-------- Supplied entries

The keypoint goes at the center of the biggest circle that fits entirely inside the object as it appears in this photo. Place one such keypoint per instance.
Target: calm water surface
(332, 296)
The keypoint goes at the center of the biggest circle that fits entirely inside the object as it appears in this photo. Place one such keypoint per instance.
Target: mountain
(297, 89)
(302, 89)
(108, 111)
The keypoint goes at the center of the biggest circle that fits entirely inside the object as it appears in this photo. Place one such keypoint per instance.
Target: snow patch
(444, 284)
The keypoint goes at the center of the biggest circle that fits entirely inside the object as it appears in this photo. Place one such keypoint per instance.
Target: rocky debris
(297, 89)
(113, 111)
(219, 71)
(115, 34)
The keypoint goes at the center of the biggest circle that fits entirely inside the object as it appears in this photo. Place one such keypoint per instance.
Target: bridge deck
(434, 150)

----------------

Directions:
For this exercise, the records above must be returned exactly.

Your solution:
The keypoint goes at the center of the biggest circle that fits entirely inside the object as it appears in this photo. Place one such keypoint per instance.
Target: calm water surface
(332, 296)
The keypoint goes at the center of the biggest circle that fits entirely inside the object as it appears in this photo. Place one such keypoint per instance.
Target: mountain
(297, 89)
(302, 89)
(108, 111)
The keypoint goes at the center of the biggest circle that fits entirely inside the object as it appears in this photo. Place one such keypoint per instance.
Target: snow patch
(444, 284)
The keypoint goes at the center of the biggest circle that fits entirely inside the object as it appears in this photo. Place one such keypoint per instance.
Target: rocky debris
(297, 89)
(113, 111)
(219, 71)
(115, 34)
The keypoint goes at the center of the biggest circle that fits entirely inside the object as it appears in this photo. Place one such keypoint per instance.
Target: bridge deck
(434, 150)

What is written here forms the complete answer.